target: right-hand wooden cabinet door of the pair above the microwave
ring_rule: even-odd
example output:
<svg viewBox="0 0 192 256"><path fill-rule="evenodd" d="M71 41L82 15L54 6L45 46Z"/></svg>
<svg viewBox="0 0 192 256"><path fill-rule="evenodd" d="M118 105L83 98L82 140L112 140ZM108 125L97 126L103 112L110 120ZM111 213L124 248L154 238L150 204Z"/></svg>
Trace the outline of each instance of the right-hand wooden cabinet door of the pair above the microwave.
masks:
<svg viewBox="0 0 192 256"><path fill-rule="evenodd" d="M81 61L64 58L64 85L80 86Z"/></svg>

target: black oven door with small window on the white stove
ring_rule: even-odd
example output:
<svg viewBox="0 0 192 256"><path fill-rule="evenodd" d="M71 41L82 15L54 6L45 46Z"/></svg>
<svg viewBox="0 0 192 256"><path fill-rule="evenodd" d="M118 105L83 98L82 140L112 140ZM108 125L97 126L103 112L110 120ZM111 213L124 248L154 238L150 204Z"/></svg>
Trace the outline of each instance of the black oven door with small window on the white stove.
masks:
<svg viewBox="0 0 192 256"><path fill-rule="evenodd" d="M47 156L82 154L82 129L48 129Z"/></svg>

_ _ _ _ _ _ _

**DIRECTIONS FOR THIS TASK:** Lines from the one containing "Trace the outline of each instance of the black" through the last line of the records, both included, are the only ones to print, each exactly as it is.

**ANSWER BELOW:**
Trace the outline of each instance of the black oven door with small window on the white stove.
masks:
<svg viewBox="0 0 192 256"><path fill-rule="evenodd" d="M47 156L82 154L82 129L48 129Z"/></svg>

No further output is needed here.